■ **Exercise details**: Entries follow. Return each line that contains the word "tarpaulin".

========================

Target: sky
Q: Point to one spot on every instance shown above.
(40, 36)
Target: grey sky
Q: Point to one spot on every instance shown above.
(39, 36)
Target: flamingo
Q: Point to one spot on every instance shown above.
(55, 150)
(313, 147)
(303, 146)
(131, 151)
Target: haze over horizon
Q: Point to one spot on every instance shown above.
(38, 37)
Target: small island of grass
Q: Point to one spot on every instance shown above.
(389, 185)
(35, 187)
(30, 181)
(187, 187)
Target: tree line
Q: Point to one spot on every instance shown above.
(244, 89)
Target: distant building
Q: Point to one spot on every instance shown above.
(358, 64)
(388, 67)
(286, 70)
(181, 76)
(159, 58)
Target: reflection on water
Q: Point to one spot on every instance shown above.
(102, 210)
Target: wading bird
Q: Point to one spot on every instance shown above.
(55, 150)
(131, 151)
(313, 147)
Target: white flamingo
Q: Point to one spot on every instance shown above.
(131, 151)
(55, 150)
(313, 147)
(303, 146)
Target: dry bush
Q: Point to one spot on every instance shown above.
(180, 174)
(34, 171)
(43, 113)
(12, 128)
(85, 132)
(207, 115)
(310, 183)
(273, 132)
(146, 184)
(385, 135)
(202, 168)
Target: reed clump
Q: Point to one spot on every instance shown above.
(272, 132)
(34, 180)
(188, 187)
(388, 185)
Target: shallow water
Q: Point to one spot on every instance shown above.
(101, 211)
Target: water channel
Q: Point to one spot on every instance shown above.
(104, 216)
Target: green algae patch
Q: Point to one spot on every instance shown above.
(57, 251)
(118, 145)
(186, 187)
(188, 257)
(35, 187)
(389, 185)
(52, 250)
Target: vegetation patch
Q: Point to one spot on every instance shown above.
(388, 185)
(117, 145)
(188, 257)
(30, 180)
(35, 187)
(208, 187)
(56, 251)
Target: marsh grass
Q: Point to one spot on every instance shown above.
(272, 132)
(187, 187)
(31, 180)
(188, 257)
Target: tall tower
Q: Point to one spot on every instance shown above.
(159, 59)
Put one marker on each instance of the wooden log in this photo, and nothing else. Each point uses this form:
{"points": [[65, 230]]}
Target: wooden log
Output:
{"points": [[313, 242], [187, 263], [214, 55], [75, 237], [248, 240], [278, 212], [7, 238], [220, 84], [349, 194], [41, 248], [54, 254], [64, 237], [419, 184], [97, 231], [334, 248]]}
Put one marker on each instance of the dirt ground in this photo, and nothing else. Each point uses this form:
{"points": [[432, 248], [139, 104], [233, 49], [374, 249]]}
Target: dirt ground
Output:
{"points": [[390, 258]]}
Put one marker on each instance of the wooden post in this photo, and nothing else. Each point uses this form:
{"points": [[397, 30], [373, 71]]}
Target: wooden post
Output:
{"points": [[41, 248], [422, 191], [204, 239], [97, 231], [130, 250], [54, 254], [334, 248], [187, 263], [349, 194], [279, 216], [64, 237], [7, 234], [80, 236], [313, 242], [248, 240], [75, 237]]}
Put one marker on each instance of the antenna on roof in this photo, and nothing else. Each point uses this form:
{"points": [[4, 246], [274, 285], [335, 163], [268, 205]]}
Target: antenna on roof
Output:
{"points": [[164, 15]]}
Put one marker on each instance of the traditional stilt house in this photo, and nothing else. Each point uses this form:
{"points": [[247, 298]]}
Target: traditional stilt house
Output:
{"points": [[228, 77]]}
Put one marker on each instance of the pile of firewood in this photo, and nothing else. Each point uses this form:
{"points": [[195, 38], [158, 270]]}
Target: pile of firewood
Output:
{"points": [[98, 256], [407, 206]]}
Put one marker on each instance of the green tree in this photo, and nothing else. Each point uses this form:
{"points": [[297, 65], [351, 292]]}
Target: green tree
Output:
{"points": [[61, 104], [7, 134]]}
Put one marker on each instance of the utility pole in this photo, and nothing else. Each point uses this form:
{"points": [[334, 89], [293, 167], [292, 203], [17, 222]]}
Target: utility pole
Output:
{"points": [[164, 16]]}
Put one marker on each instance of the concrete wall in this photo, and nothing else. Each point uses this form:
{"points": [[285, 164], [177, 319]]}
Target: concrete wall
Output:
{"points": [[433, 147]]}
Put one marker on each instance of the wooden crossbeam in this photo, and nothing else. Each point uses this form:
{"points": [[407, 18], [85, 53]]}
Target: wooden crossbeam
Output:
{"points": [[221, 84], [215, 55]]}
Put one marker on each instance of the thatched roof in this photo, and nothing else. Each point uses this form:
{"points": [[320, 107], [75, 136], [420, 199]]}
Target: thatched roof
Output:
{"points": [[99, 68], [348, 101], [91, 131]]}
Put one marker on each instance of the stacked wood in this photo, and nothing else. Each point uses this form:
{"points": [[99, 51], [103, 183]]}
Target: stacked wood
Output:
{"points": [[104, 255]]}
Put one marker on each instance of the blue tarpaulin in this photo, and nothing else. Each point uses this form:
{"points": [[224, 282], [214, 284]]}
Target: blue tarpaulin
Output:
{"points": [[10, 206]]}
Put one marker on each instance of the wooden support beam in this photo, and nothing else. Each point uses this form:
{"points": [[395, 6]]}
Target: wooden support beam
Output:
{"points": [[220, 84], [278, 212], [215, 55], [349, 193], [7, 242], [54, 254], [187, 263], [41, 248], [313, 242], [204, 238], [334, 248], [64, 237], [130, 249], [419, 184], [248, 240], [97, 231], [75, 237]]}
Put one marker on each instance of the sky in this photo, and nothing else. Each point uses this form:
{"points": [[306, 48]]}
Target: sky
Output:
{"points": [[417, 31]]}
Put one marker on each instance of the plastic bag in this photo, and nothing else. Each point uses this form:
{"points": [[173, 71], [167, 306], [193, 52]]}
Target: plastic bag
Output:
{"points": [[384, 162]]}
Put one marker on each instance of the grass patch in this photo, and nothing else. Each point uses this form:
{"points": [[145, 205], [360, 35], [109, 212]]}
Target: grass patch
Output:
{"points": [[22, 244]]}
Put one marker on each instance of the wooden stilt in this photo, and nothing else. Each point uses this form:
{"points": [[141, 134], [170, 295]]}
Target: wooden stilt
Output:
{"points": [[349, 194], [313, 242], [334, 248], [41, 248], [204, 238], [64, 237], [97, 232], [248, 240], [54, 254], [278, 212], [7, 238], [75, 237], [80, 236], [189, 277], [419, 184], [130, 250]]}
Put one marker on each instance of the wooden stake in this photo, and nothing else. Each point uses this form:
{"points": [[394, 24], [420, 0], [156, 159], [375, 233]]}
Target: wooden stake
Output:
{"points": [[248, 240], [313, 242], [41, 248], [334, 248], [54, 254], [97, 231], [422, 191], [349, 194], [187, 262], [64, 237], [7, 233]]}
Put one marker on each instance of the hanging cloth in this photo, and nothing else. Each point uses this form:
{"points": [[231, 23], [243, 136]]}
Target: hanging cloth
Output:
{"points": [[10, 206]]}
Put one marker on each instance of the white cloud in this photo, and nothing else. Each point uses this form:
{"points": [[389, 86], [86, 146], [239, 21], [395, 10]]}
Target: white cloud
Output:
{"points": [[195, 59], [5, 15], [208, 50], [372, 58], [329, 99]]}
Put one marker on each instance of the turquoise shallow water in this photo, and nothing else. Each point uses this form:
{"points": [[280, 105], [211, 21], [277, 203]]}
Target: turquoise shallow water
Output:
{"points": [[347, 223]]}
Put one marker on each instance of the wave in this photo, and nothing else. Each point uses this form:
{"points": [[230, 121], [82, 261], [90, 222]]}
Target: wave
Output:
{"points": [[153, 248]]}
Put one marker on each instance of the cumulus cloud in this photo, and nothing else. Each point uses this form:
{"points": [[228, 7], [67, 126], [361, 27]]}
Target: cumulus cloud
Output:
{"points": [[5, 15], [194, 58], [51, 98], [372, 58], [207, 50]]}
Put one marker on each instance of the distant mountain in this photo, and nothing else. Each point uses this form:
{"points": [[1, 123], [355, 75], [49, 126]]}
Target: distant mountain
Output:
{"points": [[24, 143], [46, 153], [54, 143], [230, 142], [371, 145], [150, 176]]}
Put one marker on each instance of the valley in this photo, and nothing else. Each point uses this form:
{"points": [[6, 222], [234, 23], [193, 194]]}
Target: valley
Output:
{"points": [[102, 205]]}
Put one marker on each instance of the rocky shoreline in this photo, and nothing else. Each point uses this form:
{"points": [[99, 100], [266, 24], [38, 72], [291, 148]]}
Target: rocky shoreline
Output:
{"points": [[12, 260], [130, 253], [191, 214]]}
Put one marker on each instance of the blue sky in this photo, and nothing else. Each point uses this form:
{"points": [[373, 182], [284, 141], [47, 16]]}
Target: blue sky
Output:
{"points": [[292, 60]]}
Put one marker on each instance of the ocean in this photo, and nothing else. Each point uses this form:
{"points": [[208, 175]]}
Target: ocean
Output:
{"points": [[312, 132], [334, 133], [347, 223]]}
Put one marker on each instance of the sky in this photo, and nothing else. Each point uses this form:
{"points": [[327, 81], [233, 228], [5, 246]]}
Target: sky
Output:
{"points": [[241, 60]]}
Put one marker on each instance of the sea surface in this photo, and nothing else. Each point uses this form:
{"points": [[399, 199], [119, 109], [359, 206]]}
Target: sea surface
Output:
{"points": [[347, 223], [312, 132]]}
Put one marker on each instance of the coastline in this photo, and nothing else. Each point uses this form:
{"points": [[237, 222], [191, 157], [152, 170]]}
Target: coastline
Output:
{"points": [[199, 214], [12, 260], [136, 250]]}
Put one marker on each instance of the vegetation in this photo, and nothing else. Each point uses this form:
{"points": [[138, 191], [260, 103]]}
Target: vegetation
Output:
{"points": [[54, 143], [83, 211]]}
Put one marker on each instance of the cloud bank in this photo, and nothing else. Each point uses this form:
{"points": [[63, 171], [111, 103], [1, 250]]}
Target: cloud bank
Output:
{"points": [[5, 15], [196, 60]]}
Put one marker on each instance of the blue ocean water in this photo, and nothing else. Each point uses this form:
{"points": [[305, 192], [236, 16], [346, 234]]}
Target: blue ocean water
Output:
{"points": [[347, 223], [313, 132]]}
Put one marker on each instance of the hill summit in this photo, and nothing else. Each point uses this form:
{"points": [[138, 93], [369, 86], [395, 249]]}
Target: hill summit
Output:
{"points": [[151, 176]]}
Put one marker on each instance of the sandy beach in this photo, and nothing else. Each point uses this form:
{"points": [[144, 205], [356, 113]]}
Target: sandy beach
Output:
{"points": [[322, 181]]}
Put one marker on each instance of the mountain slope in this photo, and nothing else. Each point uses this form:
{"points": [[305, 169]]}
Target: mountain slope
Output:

========================

■ **The answer**:
Put one marker on each instance of the blue tarpaulin in this photo, and nothing else. Each point uses this form:
Target: blue tarpaulin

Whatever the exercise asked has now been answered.